| WHAT TO DO |
A. Decide whether each statement agrees with the passage on religious experience, answering yes or no and quoting the words of the passage that settle it. (i) Only the Person of Jesus Christ is the content of Revelation. (ii) The Samaritan woman answers that she has two husbands. (iii) Seeing God depends on purity of heart.
B. In the passage on religious experience, what "thing" do Jesus and the Samaritan woman first talk about?
C. Extend the passage on religious experience, picking up right after its final sentence.

The Point: The empirical and experimental experience of the words of Sacred Scripture are not the content of Revelation. Only the Person of Jesus Christ is. Hence, we need to understand an epistemology of the subject besides an epistemology of objects. How do we know an “I” as distinct from an “it” as “thing.”

Existential experience:
“In `existential experience,’ on the contrary, the decisive factor is not control but letting oneself be controlled and the new way of `going where one would rather not go’ that is thus made possible… Let us quote Hans Urs von Balthasar on this subject: `It can be said with certainty that there is no Christian experience that is not the fruit of the overcoming of one’s own self-will or, at least, the determination to overcome it. And with this self-will we must include also all our willful efforts to evoke religious experiences on the basis of our own initiative and by our own methods and techniques.’ `It is only when we renounce all partial experiences that the wholeness of being will be bestowed upon us. God requires unselfish vessels into which to pour his own essential unselfishness.’
“I regard the last point as essential. To say that God is Trinitarian means, in fact, to confess that he is self-transcendence, `unselfishness,’ and, consequently, that he can be known only in what reflects his own nature. From this there follows an important catechetical conclusion: the being-led to a religious experience, which must start in the place where man finds himself, can yield no fruit if it is not , from the beginning, directed to the acquisition of a readiness for renunciation. The moral training that, in a certain sense, belongs to the natural sciences, as does the asceticism of transcendence, becomes more radical here because of the meeting of the two freedoms…. The possibility of `seeing’ God, that is, of knowing him at all, depends on one’s purity of heart, which means a comprehensive process in which man becomes transparent, in which he does not remain locked in upon himself, in which he learns to give himself and, in doing so, becomes able to see. From this perspective of Christian faith, we might say that religious experience in its most exalted Christian form bears the mark of the Cross. It embraces the basic model of human existence, the transcendence of self. The Cross redeems, it enables us to see. And now we discover that the structure of which we are speaking is not just structure; it reveals content as well.”

The Biblical Example: Jesus and the Samaritan Woman. They talk “thing” (water). He suggests water of eternal life. She, unknowingly, asks for it. He challenges her to transcend herself by telling the truth about herself: Bring me your husband. She answers: I have no husband. She reveals self. He then reveals Self: “I, who speak with you, am he.” I.e., to know self-gift, one must become self-gift. One experiences Christ and knows Him when one experiences self as self-transcending. Ratzinger will say importantly below: “One must know oneself as one really is if one is to know God” And one knows self only when there is the existential experience of self-gift, of telling the truth about self which is already the faith of entrusting self to the Other. Keep in mind that the only “I” you can experience is your own “I.” You experience that when you freely determine self, i.e., master self, get possession of self and therefore are able to make the gift if you so choose. Then, when you do that, you experience yourself as imaging God and therefore you are like Him who is the image of God as pure Relation: Logos. You know yourself as image, and you know Him who is the prototypical image. You are then able to say, “You are the Christ, the Son of the living God [by nature]” because I, too, am Christ the Son of the living God [by sacramental and participation].

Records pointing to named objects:
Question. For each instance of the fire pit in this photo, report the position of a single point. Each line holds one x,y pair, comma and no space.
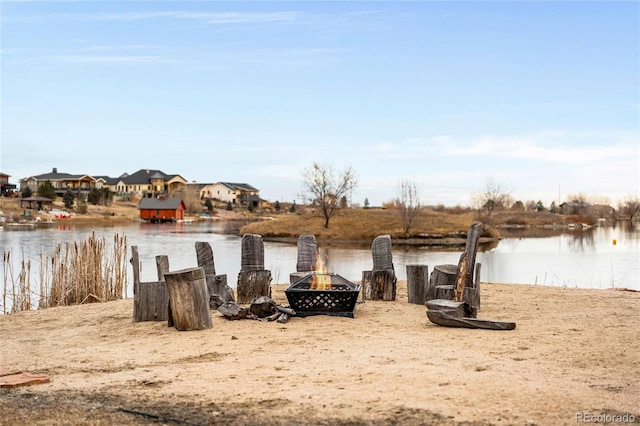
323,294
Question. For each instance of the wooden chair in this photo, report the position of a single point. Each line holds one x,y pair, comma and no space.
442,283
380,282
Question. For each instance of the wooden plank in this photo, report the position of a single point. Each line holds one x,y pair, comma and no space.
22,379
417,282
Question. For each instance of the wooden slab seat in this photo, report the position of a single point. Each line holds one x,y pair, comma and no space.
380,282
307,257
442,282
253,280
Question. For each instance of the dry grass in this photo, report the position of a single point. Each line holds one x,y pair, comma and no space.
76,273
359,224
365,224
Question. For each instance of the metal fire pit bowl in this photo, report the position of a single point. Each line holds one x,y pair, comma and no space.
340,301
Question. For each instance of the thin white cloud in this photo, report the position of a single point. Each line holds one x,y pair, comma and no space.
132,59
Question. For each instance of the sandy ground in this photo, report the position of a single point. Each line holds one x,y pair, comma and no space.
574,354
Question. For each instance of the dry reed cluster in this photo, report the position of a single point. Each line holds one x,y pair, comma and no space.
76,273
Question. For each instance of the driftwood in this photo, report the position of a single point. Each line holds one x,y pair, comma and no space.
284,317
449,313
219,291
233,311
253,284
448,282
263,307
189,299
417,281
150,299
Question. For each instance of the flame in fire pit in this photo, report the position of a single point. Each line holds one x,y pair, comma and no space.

| OUTPUTS FOR THE TASKS |
A.
(i) Yes: "Only the Person of Jesus Christ is."
(ii) No: "She answers: I have no husband."
(iii) Yes: "The possibility of `seeing’ God, that is, of knowing him at all, depends on one’s purity of heart"

B. Water.

C.
Therefore, we do not know God they way we are in ourselves, but the way He is in Himself. And we do this by this internal experience of self-determination that is the act of faith as act of the whole person, and not merely an accidental act of the accidents (faculties) of intellect and will. The whole self must be given, which is symbolized in the changing of the name of Simon, son of John into Peter. The name of Jesus Christ is “cornerstone” (Acts 4, 11). The name of one who “knows” Him, who reads Him from within the self (intellegere: legere ab intus), knows Him as a Self, an “I.” This is knowing without objectification or reduction to abstraction.





Josef Ratzinger on John 4: The Samaritan Woman and the Experience of God


“This periscope seems to me to be a beautiful and concrete illustration of what we have just been saying. It opens with the meeting of Jesus and the Samaritan woman in the context of a normal, human, everyday experience – the experience of thirst, which is surely one of man’s most primordial experiences. In the course of the conversation, the subject shifts to that thirst that is a thirst for life, and the point is made that one must drink again, must come again and again to the source. In this way, the woman is made aware of what in actuality she, like every human being, has always known but to which she has not always adverted: that she thirsts for life itself [Zoë] and that all the assuaging that she seeks and finds cannot slake this living, elemental thirst. The superficial `empirical’ experience has been transcended.
“But what has been revealed is still of this world. It is succeeded, therefore, by one of those conversations on two levels that are so characteristic of Jon’s technique of recording dialogue, the Johannine `misunderstanding,’ as it is called by the exegetes. From the fact that Jesus and the Samaritan woman, though they use the same words, have in mind two very different levels of meaning and, separated thus by the ambiguity of human speech, are speaking at cross-purposes, there is manifested the lasting incommensurability of faith and human experience however extensive that experience may be. For the woman understands by “water’ that of which the fairy tales speak: the elixir of life by virtue of which man will not die and his thirst for life that is familiar to her, whereas Jesus wants to reveal to her the true life, the Zoë.
“In the next stage, the woman’s full attention has been attracted to the subject of a thirst for life. She no longer asks for something, for water or for any other single thing, but for life, for herself. This explains the apparently totally unmotivated interpolation by Jesus: `Go and call your husband!’ (Jn. 4, 16), It is both intentional and necessary, for her life as a whole, with all its thirst, is the true subject here. As a result, there comes to light the real dilemma, the deep-seated waywardness, of her existence: she is brought face to face with herself. In general, we can reduce what is happening to the formula: one must know oneself as one really is if one is to know God. The real medium, the primordial experience of all experiences, is that man himself is the place in which and through which he experiences God. Admittedly, the circle could also be closed in the opposite direction: it could be said that it is only by first knowing God that one can properly know oneself.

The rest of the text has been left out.